- List of tasks:
1. In the forum thread about flavoring buds, which two products does kb3159 say he has read good things about?
2. Rewrite the paragraph in the forum thread about flavoring buds that begins "I know there is products out there" as a short bulleted list that keeps its main facts.
3. In the forum thread about flavoring buds, why does Juggalo420 tell the mods they may move his post? Answer in one to three sentences.

- Document section:
========
# Question.



## Juggalo420 (May 13, 2007)

don't know if right place, new here feel free to move it if it is in the wrong place mods.
so I heard that you can add more flavor to your buds by watering it with some fruit juice or something along those lines, not exactly sure...
but I think that gets the idea out there, anyone know anything about this subject and how i'd go about doing it??
help would be greatly appreciated!


----------



## kb3159 (May 13, 2007)

I know there is products out there that are loaded with sugar "carbs". I'v read a lot af good stuff about botonicares SWEET or advanced nutrients has carbo load that enhances flavor and smell. But i probly wouldnt water with anything like that.


----------



## Juggalo420 (May 13, 2007)

thanks...
&& i'll take your advice and not...
but I could have sworn i read it somewhere on here,
I think maybe on someones post about trying to grow a plant mixed with adderol or something like that...
========
- Data entries:
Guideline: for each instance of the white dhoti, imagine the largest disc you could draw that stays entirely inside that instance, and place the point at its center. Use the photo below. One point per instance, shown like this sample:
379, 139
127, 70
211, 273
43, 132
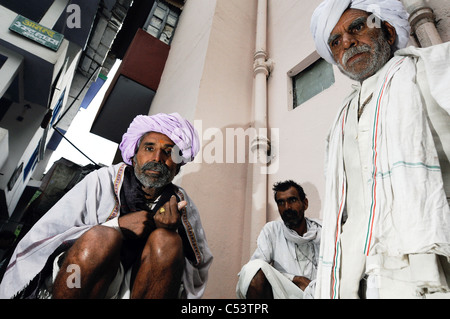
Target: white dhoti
282, 287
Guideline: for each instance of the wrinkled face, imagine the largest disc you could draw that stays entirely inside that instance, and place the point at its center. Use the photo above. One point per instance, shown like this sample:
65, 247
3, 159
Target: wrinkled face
========
- Answers to the tasks:
1. Botonicare's SWEET and advanced nutrients' carbo load.

2.
- Some products are loaded with sugar ("carbs").
- The poster has read many good things about botonicare's SWEET and advanced nutrients' carbo load, which enhance flavor and smell.
- The poster probably would not water with anything like that.

3. He is new and does not know whether he posted in the right place. He invites the mods to move the post if it is in the wrong place.